EXERCISE: Take the line that contains "Target: small evergreen shrub" as the first line and the last line of the material below as the final one; reproduce exactly the lines between, inclusive.

===== MATERIAL FOR THE TASK

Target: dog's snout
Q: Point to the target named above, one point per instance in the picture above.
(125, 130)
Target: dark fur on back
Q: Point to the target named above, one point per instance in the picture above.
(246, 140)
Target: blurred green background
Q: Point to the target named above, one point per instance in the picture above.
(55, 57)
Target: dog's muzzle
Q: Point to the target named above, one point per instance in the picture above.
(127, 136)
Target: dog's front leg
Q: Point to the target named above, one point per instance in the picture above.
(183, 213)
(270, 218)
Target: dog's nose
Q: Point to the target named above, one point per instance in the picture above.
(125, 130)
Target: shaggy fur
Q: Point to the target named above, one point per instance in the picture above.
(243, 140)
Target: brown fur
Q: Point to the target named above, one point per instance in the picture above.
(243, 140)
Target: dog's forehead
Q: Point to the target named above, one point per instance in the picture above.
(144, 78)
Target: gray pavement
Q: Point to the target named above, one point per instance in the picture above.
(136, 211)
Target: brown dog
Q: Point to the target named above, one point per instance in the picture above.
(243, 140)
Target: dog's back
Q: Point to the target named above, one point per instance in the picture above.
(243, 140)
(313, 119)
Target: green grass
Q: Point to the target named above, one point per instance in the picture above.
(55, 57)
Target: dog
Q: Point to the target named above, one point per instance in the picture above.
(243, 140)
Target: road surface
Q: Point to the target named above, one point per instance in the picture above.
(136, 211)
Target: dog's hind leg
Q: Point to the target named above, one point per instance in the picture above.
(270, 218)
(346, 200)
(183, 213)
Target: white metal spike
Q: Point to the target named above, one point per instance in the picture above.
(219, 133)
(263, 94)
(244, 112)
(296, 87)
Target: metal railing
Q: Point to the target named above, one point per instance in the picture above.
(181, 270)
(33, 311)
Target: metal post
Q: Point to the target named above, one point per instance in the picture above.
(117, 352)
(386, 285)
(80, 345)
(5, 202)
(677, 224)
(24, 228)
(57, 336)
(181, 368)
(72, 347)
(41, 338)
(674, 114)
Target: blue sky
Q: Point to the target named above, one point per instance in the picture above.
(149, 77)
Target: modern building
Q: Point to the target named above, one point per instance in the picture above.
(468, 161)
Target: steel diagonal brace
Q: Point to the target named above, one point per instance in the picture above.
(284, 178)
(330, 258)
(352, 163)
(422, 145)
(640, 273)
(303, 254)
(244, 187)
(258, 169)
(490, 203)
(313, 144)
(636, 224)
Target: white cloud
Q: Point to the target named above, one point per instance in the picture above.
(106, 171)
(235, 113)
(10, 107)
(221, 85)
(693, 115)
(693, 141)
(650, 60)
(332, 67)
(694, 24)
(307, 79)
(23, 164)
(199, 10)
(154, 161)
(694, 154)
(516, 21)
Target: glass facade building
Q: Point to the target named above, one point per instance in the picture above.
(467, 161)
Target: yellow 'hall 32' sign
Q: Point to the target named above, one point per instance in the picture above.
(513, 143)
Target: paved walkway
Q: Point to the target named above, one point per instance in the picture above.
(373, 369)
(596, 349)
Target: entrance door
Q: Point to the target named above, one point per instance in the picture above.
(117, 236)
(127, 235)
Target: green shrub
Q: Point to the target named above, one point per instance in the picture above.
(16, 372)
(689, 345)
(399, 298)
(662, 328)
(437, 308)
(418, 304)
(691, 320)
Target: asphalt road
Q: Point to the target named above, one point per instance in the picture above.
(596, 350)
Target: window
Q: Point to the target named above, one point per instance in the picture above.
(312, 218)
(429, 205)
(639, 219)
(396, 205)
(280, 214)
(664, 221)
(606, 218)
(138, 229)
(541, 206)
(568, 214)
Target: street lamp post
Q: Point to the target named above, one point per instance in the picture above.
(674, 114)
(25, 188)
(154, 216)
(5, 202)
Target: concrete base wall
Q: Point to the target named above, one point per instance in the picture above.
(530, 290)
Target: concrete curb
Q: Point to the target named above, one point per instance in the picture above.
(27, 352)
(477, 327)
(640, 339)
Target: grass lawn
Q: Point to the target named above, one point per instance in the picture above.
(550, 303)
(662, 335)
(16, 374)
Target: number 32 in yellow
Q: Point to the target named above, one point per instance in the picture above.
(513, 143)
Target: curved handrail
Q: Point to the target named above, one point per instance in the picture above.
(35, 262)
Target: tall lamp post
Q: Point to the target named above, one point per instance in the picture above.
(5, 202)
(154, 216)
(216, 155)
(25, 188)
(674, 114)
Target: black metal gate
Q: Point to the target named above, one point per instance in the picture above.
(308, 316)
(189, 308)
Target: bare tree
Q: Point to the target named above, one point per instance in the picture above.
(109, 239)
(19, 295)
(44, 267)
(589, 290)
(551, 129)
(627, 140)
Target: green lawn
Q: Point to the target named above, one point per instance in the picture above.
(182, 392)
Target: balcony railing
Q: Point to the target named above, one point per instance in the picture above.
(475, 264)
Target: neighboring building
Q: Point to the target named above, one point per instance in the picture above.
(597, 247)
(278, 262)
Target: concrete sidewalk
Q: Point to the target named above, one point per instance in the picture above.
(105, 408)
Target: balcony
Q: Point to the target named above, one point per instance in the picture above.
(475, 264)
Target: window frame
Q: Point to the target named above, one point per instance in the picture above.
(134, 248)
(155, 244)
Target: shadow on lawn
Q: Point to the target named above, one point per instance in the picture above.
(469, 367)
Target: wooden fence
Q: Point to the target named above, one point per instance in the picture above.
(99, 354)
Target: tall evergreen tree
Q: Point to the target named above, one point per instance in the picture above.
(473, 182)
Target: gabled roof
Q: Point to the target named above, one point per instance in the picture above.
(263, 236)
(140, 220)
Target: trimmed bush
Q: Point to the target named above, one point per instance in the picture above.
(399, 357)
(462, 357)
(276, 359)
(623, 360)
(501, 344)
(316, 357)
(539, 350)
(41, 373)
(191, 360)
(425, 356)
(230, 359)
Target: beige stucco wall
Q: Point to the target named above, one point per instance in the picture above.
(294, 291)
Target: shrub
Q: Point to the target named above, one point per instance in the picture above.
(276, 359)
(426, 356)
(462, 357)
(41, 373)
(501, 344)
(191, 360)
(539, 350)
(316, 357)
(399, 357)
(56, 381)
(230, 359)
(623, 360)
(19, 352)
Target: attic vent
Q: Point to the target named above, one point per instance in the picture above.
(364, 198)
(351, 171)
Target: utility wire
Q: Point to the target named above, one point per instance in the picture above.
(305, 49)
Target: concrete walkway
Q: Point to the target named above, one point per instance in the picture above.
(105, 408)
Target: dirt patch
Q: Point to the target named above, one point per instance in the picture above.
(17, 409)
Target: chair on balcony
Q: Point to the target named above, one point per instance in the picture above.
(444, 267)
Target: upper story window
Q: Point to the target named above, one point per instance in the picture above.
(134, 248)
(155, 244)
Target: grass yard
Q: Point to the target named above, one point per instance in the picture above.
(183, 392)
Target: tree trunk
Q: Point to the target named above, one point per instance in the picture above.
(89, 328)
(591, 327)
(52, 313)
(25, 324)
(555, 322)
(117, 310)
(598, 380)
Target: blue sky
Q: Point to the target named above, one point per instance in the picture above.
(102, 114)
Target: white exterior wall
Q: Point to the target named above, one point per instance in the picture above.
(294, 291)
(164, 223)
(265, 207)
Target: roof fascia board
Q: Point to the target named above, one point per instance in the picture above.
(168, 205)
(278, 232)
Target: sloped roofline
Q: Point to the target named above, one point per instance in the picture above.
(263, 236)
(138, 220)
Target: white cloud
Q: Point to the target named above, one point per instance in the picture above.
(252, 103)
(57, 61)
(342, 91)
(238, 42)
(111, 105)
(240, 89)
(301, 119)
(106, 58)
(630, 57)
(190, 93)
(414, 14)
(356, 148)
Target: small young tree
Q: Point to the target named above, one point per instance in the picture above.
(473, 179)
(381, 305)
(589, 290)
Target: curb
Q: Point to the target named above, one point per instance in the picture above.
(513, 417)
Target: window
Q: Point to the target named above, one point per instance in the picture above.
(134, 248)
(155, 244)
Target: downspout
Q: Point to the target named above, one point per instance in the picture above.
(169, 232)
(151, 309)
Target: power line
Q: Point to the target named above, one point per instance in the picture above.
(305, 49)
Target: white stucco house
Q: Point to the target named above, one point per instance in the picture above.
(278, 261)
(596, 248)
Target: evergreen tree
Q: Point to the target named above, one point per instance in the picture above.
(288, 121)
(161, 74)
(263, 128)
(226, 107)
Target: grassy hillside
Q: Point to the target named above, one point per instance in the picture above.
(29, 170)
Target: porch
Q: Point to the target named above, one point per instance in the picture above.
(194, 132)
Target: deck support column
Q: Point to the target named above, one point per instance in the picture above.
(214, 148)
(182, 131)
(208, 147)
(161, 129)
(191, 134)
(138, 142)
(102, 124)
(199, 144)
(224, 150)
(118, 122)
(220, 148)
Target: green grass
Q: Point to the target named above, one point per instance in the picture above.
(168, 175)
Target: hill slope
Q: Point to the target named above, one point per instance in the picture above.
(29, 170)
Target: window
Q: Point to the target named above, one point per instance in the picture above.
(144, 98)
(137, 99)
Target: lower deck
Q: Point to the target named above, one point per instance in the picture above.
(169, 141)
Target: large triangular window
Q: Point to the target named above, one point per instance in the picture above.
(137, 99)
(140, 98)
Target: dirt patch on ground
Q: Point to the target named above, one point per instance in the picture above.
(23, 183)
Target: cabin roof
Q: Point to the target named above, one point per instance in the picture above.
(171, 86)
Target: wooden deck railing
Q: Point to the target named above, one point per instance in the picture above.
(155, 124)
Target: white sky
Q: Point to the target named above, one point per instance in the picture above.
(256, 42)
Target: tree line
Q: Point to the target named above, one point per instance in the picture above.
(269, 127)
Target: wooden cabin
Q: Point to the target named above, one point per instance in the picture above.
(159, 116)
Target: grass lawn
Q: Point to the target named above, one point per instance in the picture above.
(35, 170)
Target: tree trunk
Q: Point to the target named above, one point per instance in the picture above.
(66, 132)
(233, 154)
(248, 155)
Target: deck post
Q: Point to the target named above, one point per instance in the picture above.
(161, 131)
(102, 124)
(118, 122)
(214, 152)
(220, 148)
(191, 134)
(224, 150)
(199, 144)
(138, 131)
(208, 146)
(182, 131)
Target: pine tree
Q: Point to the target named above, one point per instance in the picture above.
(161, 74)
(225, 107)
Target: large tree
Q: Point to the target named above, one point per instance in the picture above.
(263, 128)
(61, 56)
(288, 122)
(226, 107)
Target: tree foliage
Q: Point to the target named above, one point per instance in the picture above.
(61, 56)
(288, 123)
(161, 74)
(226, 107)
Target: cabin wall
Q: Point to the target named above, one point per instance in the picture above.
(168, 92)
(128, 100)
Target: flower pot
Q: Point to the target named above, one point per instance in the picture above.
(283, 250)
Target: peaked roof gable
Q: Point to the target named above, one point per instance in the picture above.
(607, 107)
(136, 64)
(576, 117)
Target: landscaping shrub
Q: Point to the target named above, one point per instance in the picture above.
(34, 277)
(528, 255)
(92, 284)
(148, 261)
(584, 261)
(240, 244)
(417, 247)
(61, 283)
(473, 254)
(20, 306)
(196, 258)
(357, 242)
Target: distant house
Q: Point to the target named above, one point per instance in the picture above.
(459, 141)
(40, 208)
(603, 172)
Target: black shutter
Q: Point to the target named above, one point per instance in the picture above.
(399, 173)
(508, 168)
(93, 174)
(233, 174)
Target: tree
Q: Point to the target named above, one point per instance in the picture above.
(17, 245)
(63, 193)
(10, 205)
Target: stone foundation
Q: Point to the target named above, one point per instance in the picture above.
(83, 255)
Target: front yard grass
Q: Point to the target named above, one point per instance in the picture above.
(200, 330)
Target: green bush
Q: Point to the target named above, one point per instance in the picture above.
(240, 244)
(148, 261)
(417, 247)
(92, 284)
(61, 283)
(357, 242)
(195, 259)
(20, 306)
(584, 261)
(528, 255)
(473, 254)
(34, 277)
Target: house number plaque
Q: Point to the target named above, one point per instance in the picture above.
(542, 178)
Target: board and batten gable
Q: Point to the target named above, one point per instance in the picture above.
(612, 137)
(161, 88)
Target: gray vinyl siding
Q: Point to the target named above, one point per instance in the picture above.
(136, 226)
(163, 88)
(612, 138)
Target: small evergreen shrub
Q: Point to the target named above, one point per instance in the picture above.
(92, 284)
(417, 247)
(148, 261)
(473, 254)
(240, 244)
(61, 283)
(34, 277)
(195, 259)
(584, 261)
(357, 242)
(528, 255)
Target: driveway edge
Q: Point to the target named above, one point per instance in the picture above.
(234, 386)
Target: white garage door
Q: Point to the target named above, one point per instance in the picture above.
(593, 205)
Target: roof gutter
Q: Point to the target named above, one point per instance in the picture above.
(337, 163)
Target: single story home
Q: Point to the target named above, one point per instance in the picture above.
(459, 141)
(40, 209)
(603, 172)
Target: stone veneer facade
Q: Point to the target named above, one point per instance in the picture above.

==========

RESPONSE FOR THIS EXERCISE:
Target: small evergreen shrub
Q: Point to the target named above, one point per instance in the picture above.
(92, 284)
(417, 247)
(148, 261)
(473, 254)
(240, 244)
(61, 283)
(34, 277)
(195, 259)
(584, 261)
(357, 242)
(528, 255)
Target: driveway edge
Q: Point to the target named above, one point per instance in the picture above.
(234, 386)
Target: white garage door
Q: Point to the target named above, one point per instance in the picture above.
(593, 205)
Target: roof gutter
Q: Point to the target named above, one point per instance in the picture above.
(337, 163)
Target: single story home
Q: Point to the target named above, one point per instance in the picture above.
(459, 141)
(40, 209)
(603, 172)
Target: stone veneer facade
Q: Point to the target named above, one point per instance in the picture above.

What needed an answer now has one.